## OBJECTIVE
How many lines in the records below contain the string "Target"? Reply with the number alone.

## GIVEN RECORDS
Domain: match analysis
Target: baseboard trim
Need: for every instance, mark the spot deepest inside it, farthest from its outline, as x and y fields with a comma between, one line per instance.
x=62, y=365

--

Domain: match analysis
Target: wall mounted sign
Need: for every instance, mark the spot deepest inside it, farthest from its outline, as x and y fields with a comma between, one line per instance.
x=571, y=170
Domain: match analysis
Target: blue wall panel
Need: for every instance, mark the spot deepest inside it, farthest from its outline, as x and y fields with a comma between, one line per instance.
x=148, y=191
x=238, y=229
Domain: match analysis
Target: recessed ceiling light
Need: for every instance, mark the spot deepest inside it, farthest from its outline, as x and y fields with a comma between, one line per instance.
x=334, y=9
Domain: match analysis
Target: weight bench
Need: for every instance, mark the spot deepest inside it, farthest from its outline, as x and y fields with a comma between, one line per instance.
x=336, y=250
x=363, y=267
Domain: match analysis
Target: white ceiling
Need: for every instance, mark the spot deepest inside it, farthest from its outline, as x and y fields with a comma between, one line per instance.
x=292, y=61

## SOLVED EXERCISE
6